Exercise >> Render every line of the items below as a JSON list of strings, one string per line, skipping blank lines and leaving out the pictures.

Records for this task >>
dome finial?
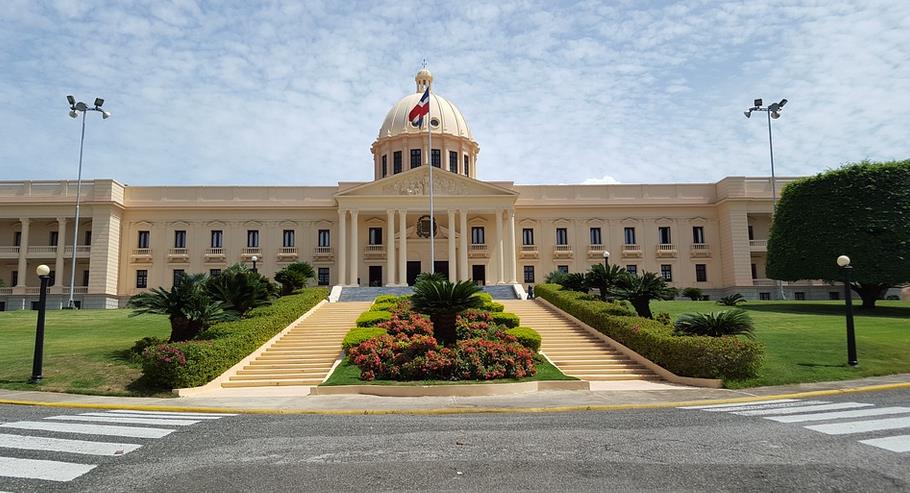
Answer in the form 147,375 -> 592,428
414,58 -> 433,92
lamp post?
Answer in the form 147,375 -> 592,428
743,98 -> 787,300
28,264 -> 51,383
66,96 -> 111,309
837,255 -> 858,366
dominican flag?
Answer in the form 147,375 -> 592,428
408,87 -> 430,127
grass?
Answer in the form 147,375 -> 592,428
651,300 -> 910,388
0,310 -> 170,396
321,356 -> 578,386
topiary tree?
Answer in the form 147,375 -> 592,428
768,160 -> 910,308
411,279 -> 483,346
275,262 -> 316,296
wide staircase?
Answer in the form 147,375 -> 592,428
501,300 -> 660,381
221,302 -> 371,388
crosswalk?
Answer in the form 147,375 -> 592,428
678,399 -> 910,453
0,409 -> 236,482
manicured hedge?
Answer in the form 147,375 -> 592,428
534,284 -> 764,379
491,312 -> 521,329
357,311 -> 392,327
142,288 -> 329,389
506,327 -> 540,352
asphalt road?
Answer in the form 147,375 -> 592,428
0,390 -> 910,492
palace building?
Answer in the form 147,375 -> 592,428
0,69 -> 839,310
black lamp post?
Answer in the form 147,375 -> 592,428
29,264 -> 51,383
837,255 -> 859,366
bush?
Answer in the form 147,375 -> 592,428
142,288 -> 329,389
341,327 -> 388,351
537,284 -> 763,379
357,312 -> 392,327
506,327 -> 540,353
493,312 -> 521,329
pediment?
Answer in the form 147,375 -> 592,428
335,166 -> 518,197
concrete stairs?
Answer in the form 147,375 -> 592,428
500,300 -> 660,381
221,302 -> 372,388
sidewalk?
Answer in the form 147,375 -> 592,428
0,374 -> 910,414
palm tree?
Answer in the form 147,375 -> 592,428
411,280 -> 483,346
614,272 -> 669,318
127,274 -> 235,342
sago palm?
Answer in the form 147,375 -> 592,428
411,280 -> 483,345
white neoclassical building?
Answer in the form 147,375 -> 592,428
0,70 -> 839,310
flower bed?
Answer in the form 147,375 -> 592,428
534,284 -> 764,379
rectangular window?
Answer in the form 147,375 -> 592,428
521,228 -> 534,246
136,269 -> 149,289
471,226 -> 486,245
136,231 -> 149,248
281,229 -> 294,248
367,228 -> 382,245
246,229 -> 259,248
211,229 -> 224,248
174,230 -> 186,248
392,151 -> 401,175
692,226 -> 705,244
591,228 -> 603,245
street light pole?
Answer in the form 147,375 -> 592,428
61,96 -> 111,309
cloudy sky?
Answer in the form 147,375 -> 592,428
0,0 -> 910,185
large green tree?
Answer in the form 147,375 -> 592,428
768,160 -> 910,308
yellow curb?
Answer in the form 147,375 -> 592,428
0,382 -> 910,415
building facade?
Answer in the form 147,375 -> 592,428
0,70 -> 839,310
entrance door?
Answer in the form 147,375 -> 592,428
408,260 -> 420,286
370,265 -> 382,287
471,265 -> 487,286
433,260 -> 449,279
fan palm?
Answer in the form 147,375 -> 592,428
411,280 -> 483,345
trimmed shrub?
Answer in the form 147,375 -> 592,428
506,327 -> 540,353
537,284 -> 764,379
493,312 -> 521,329
357,312 -> 392,327
341,327 -> 388,351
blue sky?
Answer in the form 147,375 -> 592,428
0,0 -> 910,185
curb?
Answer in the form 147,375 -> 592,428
0,382 -> 910,415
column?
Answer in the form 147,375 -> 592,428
351,210 -> 360,286
398,209 -> 408,286
337,209 -> 348,286
449,209 -> 457,282
458,209 -> 471,281
506,209 -> 518,284
385,209 -> 395,286
494,209 -> 506,284
53,217 -> 67,293
14,217 -> 28,287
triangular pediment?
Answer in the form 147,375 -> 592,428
335,166 -> 518,197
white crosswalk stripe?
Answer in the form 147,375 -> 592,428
0,409 -> 237,482
678,399 -> 910,453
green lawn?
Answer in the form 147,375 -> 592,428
321,357 -> 578,385
0,310 -> 170,395
651,300 -> 910,388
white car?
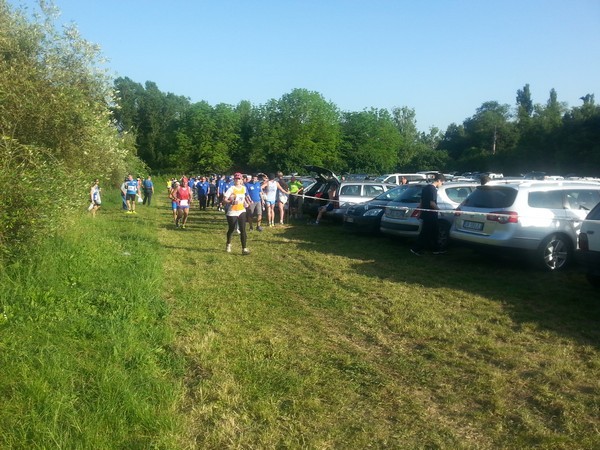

Solution to this task >>
[
  "dome finial?",
  "Answer in the form 147,375 -> 592,428",
  "414,58 -> 433,92",
  "lamp post?",
  "Answer in the form 147,375 -> 592,428",
  "743,98 -> 787,300",
  "28,264 -> 51,383",
  "66,96 -> 111,309",
  "837,255 -> 858,366",
  "dominican flag?",
  "Answer in the form 147,375 -> 592,428",
  "408,87 -> 430,127",
  "grass?",
  "Answer in the form 147,375 -> 592,428",
  "651,300 -> 910,388",
  "0,310 -> 170,396",
  "321,356 -> 578,386",
  "topiary tree?",
  "Answer in the form 147,375 -> 592,428",
  "768,160 -> 910,308",
  "411,279 -> 483,346",
  "275,262 -> 316,296",
  "wide staircase?",
  "Answer in the form 147,375 -> 592,428",
  "501,300 -> 660,381",
  "221,302 -> 371,388",
  "crosswalk?",
  "Answer in the form 147,375 -> 592,428",
  "678,399 -> 910,453",
  "0,409 -> 236,482",
  "manicured hedge?",
  "Answer in the form 147,375 -> 592,428",
  "534,284 -> 764,379",
  "491,312 -> 521,329",
  "357,311 -> 392,327",
  "142,288 -> 329,389",
  "506,327 -> 540,352",
  "asphalt road?",
  "Answer in the form 147,375 -> 592,428",
  "0,390 -> 910,492",
  "palace building?",
  "Answer in the form 147,375 -> 592,428",
  "0,69 -> 839,310",
  "black lamp post?",
  "Answer in the form 147,375 -> 592,428",
  "29,264 -> 51,383",
  "837,255 -> 859,366",
  "bush?",
  "Answer in the form 147,375 -> 592,428",
  "142,288 -> 329,389",
  "341,327 -> 388,351",
  "537,284 -> 763,379",
  "357,312 -> 392,327",
  "506,327 -> 540,353",
  "493,312 -> 521,329",
  "pediment?",
  "Answer in the form 147,375 -> 592,428",
  "335,166 -> 518,197",
  "concrete stairs?",
  "Answer in the form 147,375 -> 592,428",
  "500,300 -> 660,381",
  "221,302 -> 372,388",
  "sidewalk?",
  "Answer in the form 147,375 -> 592,428",
  "0,374 -> 910,414",
  "palm tree?",
  "Answer in the form 147,375 -> 592,428",
  "411,280 -> 483,346",
  "614,272 -> 669,318",
  "127,274 -> 235,342",
  "sago palm?",
  "Answer in the form 147,375 -> 592,428",
  "411,280 -> 483,345",
  "white neoclassical building?",
  "Answer in the form 147,375 -> 592,428",
  "0,70 -> 839,310",
  "flower bed?",
  "Answer in the form 147,375 -> 592,428",
  "534,284 -> 764,379",
  "rectangular window?",
  "Answer in the form 147,375 -> 592,428",
  "521,228 -> 534,246",
  "136,269 -> 149,289",
  "471,226 -> 486,245",
  "136,231 -> 149,248",
  "281,229 -> 294,248",
  "367,228 -> 382,245",
  "246,229 -> 259,248",
  "211,229 -> 224,248",
  "174,230 -> 186,248",
  "392,151 -> 401,175",
  "692,226 -> 705,244",
  "591,228 -> 603,245",
  "street light pole?",
  "Answer in the form 147,375 -> 592,428",
  "61,96 -> 111,309",
  "cloudy sky?",
  "Answer in the form 147,375 -> 592,428",
  "0,0 -> 910,185",
  "large green tree?",
  "Answer in the form 147,375 -> 592,428",
  "768,160 -> 910,308",
  "yellow curb?",
  "Answer in the form 147,375 -> 592,428",
  "0,382 -> 910,415",
  "building facade?",
  "Answer in the form 147,375 -> 592,428",
  "0,70 -> 839,310",
  "entrance door?",
  "Answer in the form 147,375 -> 592,428",
  "408,260 -> 420,286",
  "370,265 -> 382,287",
  "471,265 -> 487,286",
  "433,260 -> 449,279",
  "fan palm?",
  "Answer in the form 147,375 -> 592,428",
  "411,280 -> 483,345",
  "trimmed shrub?",
  "Answer in the form 147,375 -> 592,428",
  "506,327 -> 540,353",
  "537,284 -> 764,379",
  "493,312 -> 521,329",
  "357,312 -> 392,327",
  "341,327 -> 388,351",
  "blue sky?",
  "Answer in the form 147,375 -> 592,428",
  "0,0 -> 910,185",
  "curb?",
  "Answer in the form 147,375 -> 592,428",
  "0,382 -> 910,415",
  "column?",
  "Answer in the form 147,375 -> 592,428",
  "351,210 -> 360,286",
  "398,209 -> 408,286",
  "337,209 -> 348,286",
  "449,209 -> 457,282",
  "458,209 -> 471,281",
  "506,209 -> 518,284",
  "385,209 -> 395,286",
  "494,209 -> 506,284",
  "53,217 -> 67,293",
  "14,217 -> 28,287",
  "triangular pediment?",
  "Answer in the form 147,375 -> 592,428",
  "335,166 -> 518,197",
  "white crosswalk stripe?",
  "Answer in the form 147,375 -> 592,428",
  "0,409 -> 237,482",
  "678,399 -> 910,453",
  "green lawn?",
  "Answer in the form 147,375 -> 592,428",
  "321,357 -> 578,385",
  "0,310 -> 170,395",
  "651,300 -> 910,388",
  "white car?"
]